[Entries listed in a dataset]

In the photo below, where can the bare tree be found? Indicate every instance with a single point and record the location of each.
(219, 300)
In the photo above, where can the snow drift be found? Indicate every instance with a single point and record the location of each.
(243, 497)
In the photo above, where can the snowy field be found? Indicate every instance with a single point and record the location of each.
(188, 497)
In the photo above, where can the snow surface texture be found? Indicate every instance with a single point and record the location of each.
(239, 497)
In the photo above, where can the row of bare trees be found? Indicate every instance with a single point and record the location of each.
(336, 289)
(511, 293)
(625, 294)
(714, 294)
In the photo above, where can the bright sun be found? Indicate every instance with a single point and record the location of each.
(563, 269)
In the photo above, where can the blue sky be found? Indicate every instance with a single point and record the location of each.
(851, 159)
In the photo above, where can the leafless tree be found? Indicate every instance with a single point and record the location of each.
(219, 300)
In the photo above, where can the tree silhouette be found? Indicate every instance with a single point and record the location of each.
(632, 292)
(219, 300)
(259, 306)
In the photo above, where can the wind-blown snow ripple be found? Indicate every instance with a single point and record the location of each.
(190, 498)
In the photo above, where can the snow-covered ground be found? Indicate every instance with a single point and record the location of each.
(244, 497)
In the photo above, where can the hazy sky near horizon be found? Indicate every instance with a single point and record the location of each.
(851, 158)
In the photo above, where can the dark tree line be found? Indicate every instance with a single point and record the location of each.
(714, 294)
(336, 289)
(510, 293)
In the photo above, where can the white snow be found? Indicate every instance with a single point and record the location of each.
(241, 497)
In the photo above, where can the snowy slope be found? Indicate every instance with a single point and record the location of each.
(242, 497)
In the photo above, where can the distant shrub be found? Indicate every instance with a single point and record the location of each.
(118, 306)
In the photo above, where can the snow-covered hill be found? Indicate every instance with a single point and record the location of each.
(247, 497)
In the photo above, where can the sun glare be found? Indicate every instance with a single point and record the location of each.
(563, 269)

* [INSTRUCTIONS FOR THE TASK]: Rewrite the entries from the line containing "In the photo above, where can the tree" through the end of the entries, swapping "snow-covered" for "snow-laden" and keeping everything else the same.

* [REPLY]:
In the photo above, where can the tree silhouette be found? Indicate every instance with a single point and record the location of each.
(632, 292)
(219, 300)
(259, 306)
In the photo above, where can the wind-blown snow ripple be found? Indicate every instance with a single point and record the location of each.
(190, 498)
In the photo above, where can the snow-laden ground be found? Indicate every instance with a single point and record the location of each.
(244, 497)
In the photo above, where can the hazy sky near horizon be found? Indicate every instance with a single point and record the location of each.
(851, 158)
In the photo above, where can the dark tree line be found? Indicate every instance with a single point and record the location of each.
(714, 294)
(336, 289)
(510, 293)
In the photo above, where can the white snow be found? Indicate every instance with a single point and record the location of each.
(241, 497)
In the photo above, where can the snowy slope be found? Indicate every instance with a single point and record the location of each.
(242, 497)
In the photo above, where can the distant shrub be found? Indicate every instance with a single point and record the location of each.
(118, 306)
In the photo above, where can the snow-laden hill be found? Indicate every instance with a single point and record the location of each.
(247, 497)
In the photo above, where can the sun glare be found? Indicate every instance with a single point and record the location of each.
(563, 269)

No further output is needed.